(Spatial annotation records)
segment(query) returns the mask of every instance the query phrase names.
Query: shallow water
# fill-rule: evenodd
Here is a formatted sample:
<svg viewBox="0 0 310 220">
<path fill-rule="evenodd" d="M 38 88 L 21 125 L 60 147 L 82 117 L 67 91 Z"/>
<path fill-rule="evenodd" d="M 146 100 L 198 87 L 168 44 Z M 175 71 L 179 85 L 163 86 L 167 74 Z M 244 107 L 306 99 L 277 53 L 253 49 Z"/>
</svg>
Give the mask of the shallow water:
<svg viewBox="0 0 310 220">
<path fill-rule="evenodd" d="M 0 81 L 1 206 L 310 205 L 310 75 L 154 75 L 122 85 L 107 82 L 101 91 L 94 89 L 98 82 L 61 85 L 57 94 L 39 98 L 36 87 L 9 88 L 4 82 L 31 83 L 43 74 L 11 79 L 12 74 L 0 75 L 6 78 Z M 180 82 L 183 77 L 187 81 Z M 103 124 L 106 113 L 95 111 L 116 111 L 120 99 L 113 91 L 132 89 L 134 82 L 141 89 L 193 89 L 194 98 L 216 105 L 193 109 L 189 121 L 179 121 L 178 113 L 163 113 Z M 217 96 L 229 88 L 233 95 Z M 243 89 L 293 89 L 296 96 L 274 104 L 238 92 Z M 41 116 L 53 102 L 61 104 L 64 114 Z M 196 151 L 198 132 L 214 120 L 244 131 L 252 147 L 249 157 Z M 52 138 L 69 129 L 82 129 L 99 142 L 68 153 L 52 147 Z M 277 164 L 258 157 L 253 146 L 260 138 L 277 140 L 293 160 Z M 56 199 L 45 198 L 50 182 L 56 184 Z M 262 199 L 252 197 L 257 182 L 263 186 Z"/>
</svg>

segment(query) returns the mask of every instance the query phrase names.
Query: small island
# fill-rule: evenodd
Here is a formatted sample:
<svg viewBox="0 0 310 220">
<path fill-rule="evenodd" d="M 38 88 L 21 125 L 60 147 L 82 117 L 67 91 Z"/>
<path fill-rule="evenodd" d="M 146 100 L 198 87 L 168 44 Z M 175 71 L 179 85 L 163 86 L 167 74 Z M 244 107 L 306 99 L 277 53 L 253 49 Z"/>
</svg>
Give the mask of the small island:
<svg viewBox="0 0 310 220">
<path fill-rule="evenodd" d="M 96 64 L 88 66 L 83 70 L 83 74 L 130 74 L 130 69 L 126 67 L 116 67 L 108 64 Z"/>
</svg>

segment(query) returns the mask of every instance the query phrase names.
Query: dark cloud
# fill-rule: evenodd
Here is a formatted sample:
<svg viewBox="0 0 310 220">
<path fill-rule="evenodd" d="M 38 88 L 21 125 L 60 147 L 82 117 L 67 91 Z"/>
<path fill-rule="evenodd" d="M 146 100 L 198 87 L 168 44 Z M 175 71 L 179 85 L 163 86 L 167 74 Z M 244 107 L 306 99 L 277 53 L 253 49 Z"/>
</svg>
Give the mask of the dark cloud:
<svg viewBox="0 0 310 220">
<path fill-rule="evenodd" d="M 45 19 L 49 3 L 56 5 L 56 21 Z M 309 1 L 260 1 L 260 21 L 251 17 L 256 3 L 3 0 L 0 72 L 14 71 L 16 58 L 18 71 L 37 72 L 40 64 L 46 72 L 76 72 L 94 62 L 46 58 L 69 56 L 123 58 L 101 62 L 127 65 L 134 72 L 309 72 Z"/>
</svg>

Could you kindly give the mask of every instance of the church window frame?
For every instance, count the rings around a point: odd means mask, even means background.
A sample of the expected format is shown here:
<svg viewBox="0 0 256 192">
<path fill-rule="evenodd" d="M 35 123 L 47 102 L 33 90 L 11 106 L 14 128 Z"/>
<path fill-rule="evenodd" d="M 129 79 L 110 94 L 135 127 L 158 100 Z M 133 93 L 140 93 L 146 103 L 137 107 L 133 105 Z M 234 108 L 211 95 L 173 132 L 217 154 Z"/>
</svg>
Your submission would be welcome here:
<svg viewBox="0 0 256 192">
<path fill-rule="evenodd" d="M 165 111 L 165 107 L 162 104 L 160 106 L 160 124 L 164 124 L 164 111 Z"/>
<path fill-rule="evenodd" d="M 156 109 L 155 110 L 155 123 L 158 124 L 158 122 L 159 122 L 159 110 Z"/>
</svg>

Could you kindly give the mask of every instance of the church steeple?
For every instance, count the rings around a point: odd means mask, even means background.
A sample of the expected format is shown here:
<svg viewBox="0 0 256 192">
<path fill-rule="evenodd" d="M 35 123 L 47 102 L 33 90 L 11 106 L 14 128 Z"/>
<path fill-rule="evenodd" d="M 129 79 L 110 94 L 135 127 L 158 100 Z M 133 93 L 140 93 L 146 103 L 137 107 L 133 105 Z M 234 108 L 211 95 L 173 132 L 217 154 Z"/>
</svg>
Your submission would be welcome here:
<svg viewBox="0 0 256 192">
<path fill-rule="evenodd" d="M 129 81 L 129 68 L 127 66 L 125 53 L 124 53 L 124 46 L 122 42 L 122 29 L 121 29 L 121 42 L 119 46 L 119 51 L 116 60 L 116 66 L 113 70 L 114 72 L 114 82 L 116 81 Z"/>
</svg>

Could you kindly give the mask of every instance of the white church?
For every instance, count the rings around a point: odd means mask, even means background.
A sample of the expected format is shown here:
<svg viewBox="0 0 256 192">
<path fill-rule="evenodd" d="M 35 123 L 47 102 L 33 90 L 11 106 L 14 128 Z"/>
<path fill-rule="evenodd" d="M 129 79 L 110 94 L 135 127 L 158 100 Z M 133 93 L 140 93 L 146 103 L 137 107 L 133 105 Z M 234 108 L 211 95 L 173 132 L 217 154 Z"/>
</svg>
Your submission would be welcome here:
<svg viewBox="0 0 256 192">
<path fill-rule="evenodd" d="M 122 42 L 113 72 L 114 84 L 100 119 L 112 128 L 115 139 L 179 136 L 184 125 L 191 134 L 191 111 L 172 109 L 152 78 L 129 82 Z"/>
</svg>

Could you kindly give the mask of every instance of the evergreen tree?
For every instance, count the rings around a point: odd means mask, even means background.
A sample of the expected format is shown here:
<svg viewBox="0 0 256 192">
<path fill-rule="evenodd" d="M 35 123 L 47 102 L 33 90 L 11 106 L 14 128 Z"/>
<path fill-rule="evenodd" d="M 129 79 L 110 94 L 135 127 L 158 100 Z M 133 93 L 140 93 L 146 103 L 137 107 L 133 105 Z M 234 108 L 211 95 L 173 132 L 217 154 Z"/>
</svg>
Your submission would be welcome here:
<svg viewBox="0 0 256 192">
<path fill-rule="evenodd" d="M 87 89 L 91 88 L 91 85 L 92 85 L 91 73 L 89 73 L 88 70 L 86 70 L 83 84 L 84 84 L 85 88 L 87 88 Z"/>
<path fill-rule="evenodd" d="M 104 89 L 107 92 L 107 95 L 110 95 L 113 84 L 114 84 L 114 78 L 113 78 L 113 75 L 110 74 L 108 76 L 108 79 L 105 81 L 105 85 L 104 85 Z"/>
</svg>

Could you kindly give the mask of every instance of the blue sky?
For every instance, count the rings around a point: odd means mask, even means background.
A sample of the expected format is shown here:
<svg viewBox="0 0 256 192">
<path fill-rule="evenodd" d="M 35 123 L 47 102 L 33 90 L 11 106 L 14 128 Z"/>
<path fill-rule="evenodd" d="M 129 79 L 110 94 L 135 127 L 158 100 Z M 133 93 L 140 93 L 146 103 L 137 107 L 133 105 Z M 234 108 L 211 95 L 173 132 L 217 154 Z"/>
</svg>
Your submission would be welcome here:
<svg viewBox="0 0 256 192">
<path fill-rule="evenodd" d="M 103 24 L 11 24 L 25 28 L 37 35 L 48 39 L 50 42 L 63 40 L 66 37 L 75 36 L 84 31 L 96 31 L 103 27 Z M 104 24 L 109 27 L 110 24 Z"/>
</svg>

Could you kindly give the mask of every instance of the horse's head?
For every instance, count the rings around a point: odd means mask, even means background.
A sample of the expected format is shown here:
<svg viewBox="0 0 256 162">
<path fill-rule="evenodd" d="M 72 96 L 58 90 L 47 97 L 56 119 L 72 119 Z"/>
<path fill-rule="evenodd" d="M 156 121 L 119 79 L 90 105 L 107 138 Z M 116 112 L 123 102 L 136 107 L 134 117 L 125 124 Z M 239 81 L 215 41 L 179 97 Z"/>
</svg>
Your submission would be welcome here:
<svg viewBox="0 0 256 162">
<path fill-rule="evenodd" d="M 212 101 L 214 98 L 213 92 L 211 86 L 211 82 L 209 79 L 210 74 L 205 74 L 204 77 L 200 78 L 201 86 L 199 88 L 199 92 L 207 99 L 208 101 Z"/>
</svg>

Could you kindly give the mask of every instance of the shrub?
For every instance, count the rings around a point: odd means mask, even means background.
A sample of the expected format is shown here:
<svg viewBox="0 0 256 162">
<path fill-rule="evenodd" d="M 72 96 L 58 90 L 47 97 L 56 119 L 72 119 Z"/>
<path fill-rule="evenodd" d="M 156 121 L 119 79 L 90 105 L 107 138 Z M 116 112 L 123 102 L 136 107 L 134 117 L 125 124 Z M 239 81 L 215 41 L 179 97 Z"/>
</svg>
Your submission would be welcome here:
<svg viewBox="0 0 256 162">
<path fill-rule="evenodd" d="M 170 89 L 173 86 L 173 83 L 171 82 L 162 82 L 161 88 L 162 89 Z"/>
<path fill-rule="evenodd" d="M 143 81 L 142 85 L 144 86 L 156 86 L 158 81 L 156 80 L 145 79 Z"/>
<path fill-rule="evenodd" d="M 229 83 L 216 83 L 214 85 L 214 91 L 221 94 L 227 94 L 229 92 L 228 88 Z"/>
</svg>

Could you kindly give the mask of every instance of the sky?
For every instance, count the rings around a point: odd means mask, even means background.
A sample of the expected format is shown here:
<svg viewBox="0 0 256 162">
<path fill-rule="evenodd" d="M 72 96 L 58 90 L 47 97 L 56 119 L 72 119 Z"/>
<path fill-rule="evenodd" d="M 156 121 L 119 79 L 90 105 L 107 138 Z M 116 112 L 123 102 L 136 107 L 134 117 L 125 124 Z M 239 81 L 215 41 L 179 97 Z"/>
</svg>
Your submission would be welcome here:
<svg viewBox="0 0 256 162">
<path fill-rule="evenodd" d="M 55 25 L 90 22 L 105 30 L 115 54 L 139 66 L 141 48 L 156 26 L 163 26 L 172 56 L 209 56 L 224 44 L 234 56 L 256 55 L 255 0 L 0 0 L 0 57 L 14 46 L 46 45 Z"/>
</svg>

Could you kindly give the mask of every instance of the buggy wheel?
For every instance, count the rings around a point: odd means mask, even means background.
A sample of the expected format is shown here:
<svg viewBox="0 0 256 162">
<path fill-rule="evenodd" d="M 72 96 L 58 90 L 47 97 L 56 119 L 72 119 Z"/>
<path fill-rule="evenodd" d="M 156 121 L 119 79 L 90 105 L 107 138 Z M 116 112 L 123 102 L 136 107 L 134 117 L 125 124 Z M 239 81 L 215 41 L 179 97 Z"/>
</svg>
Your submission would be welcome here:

§ What is being asked
Find the line containing "the buggy wheel?", then output it and every line after it to the end of the data, exactly.

§ Final result
Could you kindly give the mask of every instance of the buggy wheel?
For every instance, count the rings around a point: odd means mask, even means background.
A sample of the expected format is shown here:
<svg viewBox="0 0 256 162">
<path fill-rule="evenodd" d="M 72 96 L 58 90 L 47 97 L 56 119 L 72 119 Z"/>
<path fill-rule="evenodd" d="M 156 121 L 119 79 L 90 105 L 107 138 Z M 116 112 L 123 102 L 136 107 L 134 117 L 125 124 Z M 239 81 L 215 41 L 179 97 Z"/>
</svg>
Your submission would be welcome here:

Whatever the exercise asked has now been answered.